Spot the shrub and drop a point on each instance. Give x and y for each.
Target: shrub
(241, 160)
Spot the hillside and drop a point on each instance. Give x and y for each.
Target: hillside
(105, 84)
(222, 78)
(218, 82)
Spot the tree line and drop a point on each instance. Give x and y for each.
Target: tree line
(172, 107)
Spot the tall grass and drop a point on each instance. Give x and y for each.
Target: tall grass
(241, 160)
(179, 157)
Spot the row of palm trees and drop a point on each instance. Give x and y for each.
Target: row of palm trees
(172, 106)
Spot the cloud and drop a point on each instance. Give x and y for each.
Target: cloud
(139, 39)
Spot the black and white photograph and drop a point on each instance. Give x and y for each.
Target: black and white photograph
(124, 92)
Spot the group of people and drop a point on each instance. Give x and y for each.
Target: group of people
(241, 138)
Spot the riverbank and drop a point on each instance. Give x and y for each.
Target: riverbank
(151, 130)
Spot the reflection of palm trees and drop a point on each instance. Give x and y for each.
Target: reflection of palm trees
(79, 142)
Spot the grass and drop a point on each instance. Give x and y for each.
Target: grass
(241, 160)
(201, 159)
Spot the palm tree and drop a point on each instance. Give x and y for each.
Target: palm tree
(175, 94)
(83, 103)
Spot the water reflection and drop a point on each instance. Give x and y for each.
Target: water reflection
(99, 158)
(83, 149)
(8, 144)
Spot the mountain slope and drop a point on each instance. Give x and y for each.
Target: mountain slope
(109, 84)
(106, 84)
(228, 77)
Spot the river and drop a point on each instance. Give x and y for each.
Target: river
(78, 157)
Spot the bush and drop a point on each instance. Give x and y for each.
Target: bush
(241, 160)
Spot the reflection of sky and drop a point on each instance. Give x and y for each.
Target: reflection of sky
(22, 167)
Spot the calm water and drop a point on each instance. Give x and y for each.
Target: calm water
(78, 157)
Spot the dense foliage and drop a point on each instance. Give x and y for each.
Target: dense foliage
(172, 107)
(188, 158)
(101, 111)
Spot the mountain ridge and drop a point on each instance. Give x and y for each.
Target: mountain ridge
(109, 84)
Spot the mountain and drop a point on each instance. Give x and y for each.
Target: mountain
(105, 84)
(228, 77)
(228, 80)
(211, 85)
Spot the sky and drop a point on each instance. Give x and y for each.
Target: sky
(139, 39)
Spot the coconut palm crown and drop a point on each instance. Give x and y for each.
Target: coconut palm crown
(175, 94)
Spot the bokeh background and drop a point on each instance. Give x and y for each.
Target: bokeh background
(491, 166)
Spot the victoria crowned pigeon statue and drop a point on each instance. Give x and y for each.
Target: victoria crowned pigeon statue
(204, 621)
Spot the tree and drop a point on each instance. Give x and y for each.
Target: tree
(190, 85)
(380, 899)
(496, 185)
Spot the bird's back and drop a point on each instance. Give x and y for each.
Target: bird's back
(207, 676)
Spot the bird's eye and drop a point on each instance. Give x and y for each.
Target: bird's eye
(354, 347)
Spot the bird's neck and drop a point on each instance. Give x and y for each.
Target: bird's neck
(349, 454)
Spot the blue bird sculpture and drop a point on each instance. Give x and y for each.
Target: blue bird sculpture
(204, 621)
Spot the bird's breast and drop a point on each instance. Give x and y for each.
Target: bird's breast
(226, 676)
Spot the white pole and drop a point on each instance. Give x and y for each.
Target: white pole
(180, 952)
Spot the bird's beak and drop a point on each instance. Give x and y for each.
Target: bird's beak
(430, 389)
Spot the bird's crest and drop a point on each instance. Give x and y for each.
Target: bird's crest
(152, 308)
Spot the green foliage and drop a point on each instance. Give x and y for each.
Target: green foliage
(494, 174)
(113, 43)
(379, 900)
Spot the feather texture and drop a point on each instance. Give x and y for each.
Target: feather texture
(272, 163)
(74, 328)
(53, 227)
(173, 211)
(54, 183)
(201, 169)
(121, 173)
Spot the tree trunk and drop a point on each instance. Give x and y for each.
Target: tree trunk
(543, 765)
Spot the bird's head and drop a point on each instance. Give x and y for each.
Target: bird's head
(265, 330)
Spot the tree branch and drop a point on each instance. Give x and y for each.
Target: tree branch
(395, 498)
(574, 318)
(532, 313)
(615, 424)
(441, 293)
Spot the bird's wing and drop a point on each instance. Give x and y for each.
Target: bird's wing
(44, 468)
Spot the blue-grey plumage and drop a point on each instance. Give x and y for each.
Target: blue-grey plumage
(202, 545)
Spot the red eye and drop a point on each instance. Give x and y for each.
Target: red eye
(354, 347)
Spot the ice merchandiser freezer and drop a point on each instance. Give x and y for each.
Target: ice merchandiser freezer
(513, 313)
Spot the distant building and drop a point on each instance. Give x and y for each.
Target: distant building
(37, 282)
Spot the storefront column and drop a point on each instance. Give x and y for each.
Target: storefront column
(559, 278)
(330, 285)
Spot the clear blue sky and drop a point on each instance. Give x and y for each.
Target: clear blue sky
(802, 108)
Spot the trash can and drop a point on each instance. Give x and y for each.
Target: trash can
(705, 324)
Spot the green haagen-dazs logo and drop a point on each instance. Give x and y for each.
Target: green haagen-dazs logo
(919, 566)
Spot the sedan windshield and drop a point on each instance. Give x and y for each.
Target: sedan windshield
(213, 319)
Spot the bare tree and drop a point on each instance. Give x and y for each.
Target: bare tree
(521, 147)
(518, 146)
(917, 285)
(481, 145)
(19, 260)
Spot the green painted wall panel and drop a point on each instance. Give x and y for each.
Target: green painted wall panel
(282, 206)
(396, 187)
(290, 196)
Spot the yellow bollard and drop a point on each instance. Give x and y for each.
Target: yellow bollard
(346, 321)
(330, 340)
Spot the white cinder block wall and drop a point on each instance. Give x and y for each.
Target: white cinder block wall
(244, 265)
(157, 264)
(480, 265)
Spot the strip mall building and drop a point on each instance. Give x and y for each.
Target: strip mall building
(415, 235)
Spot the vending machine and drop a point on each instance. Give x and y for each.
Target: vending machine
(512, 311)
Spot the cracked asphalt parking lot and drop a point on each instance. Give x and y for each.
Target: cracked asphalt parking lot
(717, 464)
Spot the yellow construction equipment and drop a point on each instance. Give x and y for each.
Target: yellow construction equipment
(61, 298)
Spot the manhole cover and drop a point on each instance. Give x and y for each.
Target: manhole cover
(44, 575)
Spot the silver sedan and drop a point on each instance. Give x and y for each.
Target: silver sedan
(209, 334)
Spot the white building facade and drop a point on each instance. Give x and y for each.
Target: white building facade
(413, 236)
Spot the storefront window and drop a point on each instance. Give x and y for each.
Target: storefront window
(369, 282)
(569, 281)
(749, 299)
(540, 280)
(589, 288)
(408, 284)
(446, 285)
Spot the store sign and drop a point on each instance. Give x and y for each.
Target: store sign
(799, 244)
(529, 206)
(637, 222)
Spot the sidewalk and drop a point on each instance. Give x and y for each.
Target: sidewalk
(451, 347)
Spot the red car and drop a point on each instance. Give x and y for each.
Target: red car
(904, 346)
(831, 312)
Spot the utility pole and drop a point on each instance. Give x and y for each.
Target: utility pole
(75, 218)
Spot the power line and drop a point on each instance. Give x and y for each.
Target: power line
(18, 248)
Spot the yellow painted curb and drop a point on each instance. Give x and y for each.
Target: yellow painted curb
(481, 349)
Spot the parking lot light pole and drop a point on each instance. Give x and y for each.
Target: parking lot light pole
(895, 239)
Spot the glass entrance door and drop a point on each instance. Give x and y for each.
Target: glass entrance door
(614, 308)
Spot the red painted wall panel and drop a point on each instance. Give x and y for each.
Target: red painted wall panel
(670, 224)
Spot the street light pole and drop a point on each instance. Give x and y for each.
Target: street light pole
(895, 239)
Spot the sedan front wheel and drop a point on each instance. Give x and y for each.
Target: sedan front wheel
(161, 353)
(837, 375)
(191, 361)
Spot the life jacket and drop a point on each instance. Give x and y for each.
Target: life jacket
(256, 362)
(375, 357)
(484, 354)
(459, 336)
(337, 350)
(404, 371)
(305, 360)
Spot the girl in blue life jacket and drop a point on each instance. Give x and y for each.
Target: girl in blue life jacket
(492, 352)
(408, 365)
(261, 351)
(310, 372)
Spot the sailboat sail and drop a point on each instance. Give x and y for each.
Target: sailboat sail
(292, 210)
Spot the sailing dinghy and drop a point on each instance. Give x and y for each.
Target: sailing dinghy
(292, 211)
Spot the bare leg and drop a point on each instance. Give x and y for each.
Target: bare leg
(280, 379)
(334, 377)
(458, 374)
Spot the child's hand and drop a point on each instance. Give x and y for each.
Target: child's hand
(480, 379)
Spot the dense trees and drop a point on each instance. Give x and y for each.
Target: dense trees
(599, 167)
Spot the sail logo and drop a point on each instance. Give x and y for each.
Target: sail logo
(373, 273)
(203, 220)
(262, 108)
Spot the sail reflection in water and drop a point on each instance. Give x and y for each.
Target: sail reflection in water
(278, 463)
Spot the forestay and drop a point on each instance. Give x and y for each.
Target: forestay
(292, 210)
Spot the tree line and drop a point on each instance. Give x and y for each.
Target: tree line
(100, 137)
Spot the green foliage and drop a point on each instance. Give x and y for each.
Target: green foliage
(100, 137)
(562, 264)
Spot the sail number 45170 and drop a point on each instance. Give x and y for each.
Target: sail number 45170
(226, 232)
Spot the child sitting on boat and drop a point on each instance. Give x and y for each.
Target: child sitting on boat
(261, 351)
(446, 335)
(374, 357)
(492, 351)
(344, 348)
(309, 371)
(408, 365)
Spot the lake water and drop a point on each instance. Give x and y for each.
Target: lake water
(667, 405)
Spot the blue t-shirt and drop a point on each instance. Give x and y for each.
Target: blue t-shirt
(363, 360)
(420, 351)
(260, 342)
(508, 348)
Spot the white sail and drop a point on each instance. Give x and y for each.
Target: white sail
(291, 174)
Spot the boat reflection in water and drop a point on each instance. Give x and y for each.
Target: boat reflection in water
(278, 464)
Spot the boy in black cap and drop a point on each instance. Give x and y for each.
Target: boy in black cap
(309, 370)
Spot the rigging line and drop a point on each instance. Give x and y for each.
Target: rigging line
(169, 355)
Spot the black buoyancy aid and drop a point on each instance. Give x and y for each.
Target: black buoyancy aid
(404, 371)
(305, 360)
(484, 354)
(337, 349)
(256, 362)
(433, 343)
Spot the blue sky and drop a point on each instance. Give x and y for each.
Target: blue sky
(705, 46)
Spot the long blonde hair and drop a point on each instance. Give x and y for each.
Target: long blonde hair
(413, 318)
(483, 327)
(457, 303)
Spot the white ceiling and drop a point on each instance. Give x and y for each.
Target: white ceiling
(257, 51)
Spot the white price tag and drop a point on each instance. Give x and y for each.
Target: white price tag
....................
-- Task statement --
Write down exactly the span of lines above from the one containing "Spot the mountain slope" to the one containing "Spot the bird's breast", both ends included.

-- Solution for this exercise --
Spot the mountain slope and drop a point on each instance. Give x and y for each.
Target: mountain slope
(109, 84)
(106, 84)
(228, 77)
Spot the river and drop a point on each instance. Give x and y for each.
Target: river
(78, 157)
Spot the bush and drop a point on each instance. Give x and y for each.
Target: bush
(241, 160)
Spot the reflection of sky and drop a point on each instance. Give x and y for each.
Target: reflection of sky
(22, 167)
Spot the calm water and drop a point on each instance. Give x and y for each.
Target: calm water
(78, 157)
Spot the dense foliage and drop a point on each instance. Give x and y for each.
Target: dense foliage
(172, 107)
(188, 158)
(101, 111)
Spot the mountain ridge and drop a point on each instance. Give x and y for each.
Target: mountain ridge
(109, 84)
Spot the mountain and drop a point on each instance. Give x and y for each.
Target: mountain
(105, 84)
(228, 77)
(228, 80)
(211, 85)
Spot the sky and drop a point on each instance. Give x and y for each.
Target: sky
(139, 39)
Spot the coconut palm crown and drop a point on each instance. Give x and y for each.
Target: coconut palm crown
(175, 94)
Spot the bokeh background and drop a point on each instance. Give x and y for each.
Target: bokeh background
(491, 166)
Spot the victoria crowned pigeon statue and drop a point on each instance. Give x and y for each.
Target: victoria crowned pigeon statue
(204, 621)
Spot the tree and drop a point on each instance. Give x and y for each.
Target: tree
(190, 85)
(380, 899)
(496, 185)
Spot the bird's back and drop a point on each instance. Give x and y for each.
Target: bird's back
(207, 676)
Spot the bird's eye and drop a point on each instance. Give x and y for each.
Target: bird's eye
(354, 347)
Spot the bird's neck and drop a point on each instance. Give x and y for each.
Target: bird's neck
(349, 454)
Spot the blue bird sculpture and drop a point on each instance. Give x and y for each.
Target: blue bird sculpture
(204, 621)
Spot the bird's breast and drop a point on each instance. Give x and y for each.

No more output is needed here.